**EXERCISE PROMPT**: From the records below, copy out every line that contains the word "target", keeping each line unchanged and in its original order.

(Excerpts of labeled region data)
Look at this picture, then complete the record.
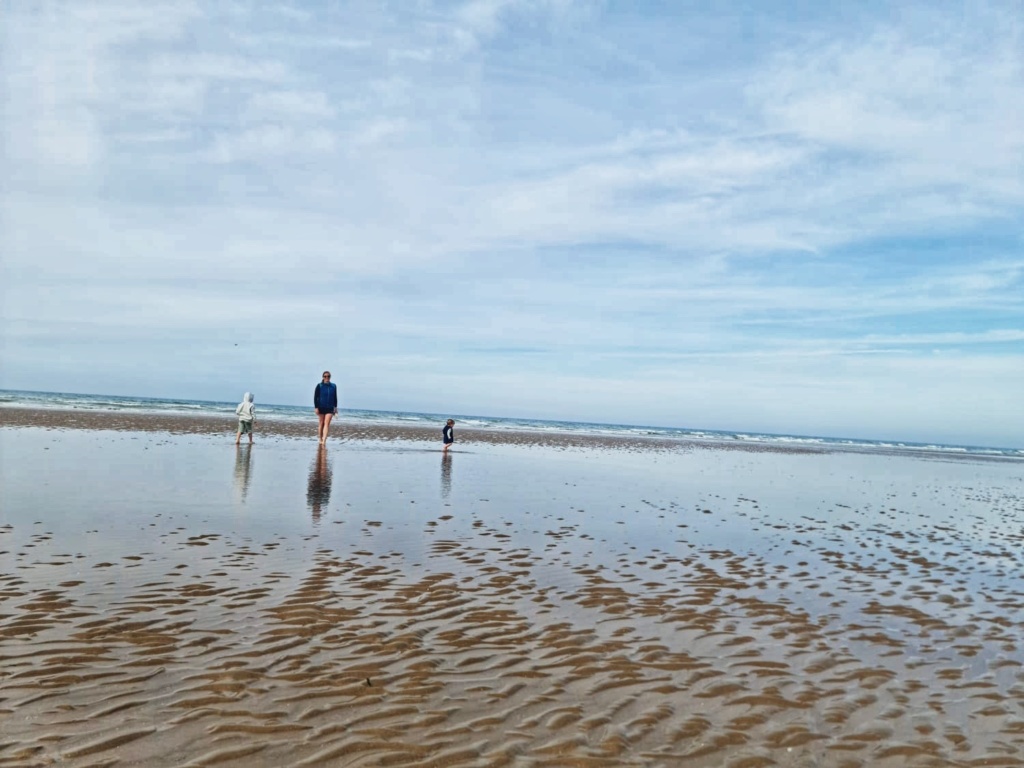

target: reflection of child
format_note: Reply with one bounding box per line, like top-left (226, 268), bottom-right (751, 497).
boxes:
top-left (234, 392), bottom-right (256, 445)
...
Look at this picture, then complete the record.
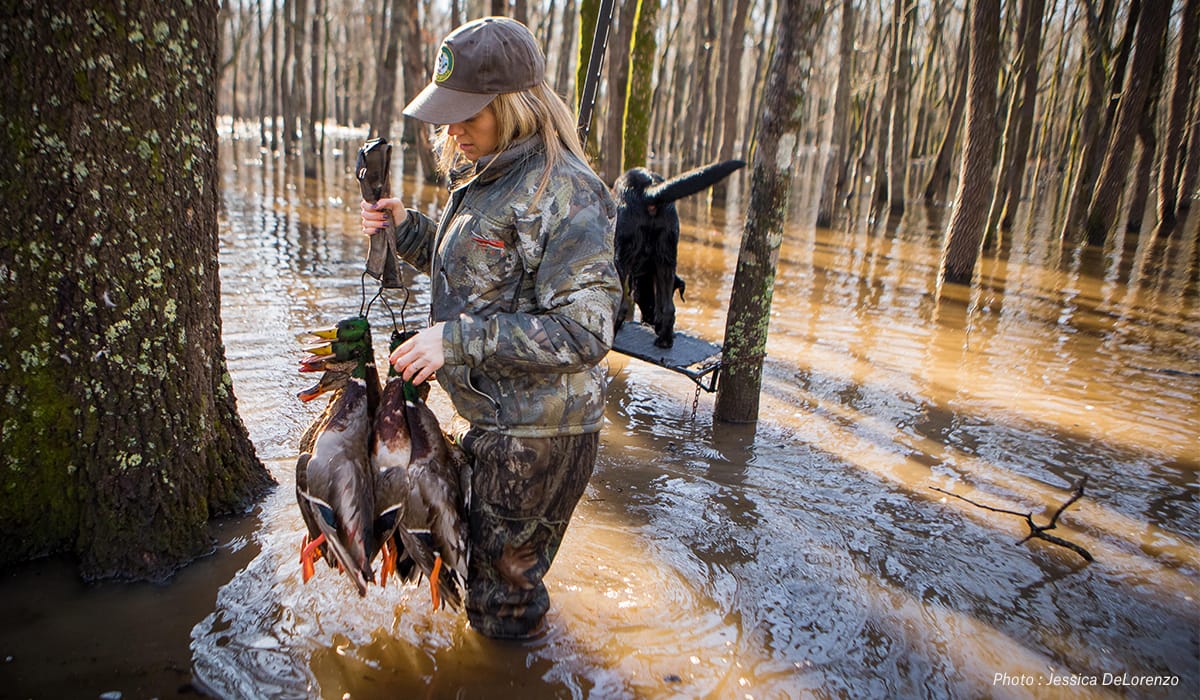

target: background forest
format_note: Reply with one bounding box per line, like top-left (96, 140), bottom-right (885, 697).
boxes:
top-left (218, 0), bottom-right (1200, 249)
---
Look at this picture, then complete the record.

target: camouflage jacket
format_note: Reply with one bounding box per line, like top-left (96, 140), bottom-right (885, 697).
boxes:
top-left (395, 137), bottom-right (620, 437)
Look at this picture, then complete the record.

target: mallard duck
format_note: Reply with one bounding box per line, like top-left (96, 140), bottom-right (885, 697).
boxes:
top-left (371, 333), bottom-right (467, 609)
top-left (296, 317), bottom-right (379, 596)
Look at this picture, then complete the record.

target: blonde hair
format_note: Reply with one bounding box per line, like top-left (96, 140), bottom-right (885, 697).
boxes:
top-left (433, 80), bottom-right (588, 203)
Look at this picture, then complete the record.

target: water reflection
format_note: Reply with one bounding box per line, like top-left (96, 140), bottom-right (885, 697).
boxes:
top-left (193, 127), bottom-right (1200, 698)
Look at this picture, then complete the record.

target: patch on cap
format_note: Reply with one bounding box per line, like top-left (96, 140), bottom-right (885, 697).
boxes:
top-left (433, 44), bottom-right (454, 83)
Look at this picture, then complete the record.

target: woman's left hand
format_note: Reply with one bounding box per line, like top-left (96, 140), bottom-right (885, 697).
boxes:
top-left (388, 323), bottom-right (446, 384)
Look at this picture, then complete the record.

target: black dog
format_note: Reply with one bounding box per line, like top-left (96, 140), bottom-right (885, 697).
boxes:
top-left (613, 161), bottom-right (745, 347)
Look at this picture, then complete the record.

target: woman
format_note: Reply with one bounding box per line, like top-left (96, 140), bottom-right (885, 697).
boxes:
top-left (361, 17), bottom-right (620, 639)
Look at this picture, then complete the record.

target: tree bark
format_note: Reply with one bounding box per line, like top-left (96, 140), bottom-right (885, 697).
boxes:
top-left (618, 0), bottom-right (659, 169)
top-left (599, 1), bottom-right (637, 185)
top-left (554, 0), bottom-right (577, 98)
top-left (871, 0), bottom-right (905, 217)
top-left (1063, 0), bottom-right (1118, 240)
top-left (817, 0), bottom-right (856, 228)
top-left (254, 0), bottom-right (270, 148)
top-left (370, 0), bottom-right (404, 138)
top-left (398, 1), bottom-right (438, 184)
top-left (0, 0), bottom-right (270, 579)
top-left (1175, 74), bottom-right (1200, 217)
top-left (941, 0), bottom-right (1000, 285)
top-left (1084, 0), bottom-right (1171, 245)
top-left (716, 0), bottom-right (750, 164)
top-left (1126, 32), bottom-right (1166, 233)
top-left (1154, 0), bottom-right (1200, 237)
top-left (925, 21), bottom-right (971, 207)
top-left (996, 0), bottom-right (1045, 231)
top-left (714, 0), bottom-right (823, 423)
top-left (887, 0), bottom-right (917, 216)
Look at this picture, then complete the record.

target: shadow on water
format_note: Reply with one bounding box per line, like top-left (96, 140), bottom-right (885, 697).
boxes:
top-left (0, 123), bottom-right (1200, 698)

**EXERCISE SOLUTION**:
target: reflection of child
target: background forest
target: camouflage jacket
target: mallard duck
target: blonde hair
target: water reflection
target: patch on cap
target: woman's left hand
target: black dog
target: woman
target: tree bark
target: shadow on water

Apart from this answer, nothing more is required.